• [Exercise details]:
Copy out the listing from the line containing "Would you be able to pin the asphalt" through the end of the listing, requests included. Shift every x and y coordinate in the answers by -120.

Pointing and labeling listing
------------------------------
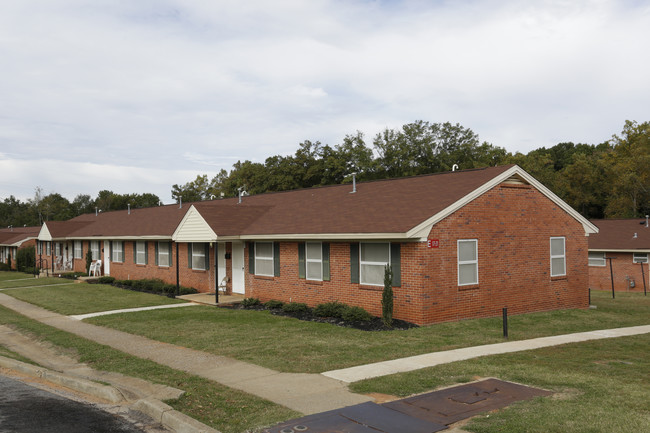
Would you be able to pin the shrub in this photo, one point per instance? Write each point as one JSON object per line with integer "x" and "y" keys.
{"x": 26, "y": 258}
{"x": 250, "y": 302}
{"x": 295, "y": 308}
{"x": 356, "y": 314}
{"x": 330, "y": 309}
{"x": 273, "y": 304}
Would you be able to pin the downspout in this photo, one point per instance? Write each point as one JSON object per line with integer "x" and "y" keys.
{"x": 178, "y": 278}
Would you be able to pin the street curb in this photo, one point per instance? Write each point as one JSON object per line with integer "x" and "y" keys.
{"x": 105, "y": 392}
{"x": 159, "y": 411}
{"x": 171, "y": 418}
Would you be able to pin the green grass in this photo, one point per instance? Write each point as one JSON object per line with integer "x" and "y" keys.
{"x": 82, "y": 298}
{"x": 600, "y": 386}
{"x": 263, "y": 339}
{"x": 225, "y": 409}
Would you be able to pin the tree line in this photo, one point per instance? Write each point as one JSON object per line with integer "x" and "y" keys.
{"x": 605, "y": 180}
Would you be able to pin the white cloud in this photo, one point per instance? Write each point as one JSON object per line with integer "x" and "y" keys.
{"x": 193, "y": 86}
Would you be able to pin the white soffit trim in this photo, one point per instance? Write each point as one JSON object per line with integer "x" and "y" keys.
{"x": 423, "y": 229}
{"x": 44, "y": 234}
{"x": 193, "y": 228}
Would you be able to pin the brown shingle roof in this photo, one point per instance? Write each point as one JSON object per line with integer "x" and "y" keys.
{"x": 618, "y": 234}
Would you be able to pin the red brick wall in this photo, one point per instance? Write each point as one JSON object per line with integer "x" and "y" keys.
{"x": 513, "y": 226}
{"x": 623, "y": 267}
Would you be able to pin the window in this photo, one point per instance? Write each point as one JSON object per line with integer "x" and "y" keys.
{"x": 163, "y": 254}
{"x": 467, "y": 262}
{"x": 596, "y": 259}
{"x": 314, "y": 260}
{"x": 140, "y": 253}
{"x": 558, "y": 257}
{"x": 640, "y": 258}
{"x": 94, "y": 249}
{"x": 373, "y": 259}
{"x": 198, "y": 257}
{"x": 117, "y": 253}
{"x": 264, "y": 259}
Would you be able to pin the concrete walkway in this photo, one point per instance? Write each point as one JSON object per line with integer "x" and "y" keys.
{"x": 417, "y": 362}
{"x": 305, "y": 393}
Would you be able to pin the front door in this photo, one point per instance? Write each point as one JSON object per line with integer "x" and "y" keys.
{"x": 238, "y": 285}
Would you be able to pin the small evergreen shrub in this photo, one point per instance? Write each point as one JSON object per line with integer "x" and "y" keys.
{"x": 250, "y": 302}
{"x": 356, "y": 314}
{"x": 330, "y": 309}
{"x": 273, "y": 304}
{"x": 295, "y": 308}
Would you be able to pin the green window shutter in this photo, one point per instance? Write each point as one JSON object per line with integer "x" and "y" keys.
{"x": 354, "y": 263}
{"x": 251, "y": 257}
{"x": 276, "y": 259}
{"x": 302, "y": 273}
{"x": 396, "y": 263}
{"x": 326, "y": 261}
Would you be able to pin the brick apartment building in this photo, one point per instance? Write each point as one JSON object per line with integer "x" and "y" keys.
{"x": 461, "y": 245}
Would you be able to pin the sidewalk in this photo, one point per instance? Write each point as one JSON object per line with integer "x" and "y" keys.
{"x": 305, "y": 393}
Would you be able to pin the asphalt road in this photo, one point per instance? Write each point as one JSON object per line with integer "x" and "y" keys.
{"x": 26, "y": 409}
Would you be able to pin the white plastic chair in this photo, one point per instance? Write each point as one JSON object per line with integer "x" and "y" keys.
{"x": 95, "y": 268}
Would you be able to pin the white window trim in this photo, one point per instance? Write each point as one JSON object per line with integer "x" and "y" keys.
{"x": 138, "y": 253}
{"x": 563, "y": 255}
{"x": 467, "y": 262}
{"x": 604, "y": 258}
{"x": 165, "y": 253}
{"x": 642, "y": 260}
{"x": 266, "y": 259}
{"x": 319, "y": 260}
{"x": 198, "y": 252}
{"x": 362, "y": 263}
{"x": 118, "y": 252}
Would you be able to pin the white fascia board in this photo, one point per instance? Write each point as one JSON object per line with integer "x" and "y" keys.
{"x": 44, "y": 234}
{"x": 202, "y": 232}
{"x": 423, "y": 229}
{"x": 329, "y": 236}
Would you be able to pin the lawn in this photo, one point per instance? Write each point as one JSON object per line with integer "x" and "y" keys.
------------------------------
• [Solution below]:
Would you be able to pin the asphalt road in this photo, one point per instance? Write each point as one JSON object per line with integer "x" and "y" keys.
{"x": -94, "y": 289}
Would you be able to pin the white plastic chair in this photo, one point per instance? Write each point as one JSON object per line with integer "x" and "y" keys.
{"x": -25, "y": 148}
Would you be able to pin the white window trim in this photo, one point per instance? Write each point as one JSON object per line with integer "x" and "y" keys.
{"x": 18, "y": 133}
{"x": 443, "y": 135}
{"x": 347, "y": 142}
{"x": 484, "y": 138}
{"x": 45, "y": 133}
{"x": 522, "y": 140}
{"x": 146, "y": 139}
{"x": 199, "y": 140}
{"x": 78, "y": 132}
{"x": 242, "y": 143}
{"x": -2, "y": 132}
Would you be able to pin the white fascia board in this photo, one point per instance? Write each point as one JSON object per line with integer "x" and "y" keys.
{"x": -76, "y": 114}
{"x": 82, "y": 112}
{"x": 303, "y": 109}
{"x": 209, "y": 116}
Would you be able to pin the lawn in this photo, one point per instance? Write each point as one JSON object per line with integer "x" and "y" keys.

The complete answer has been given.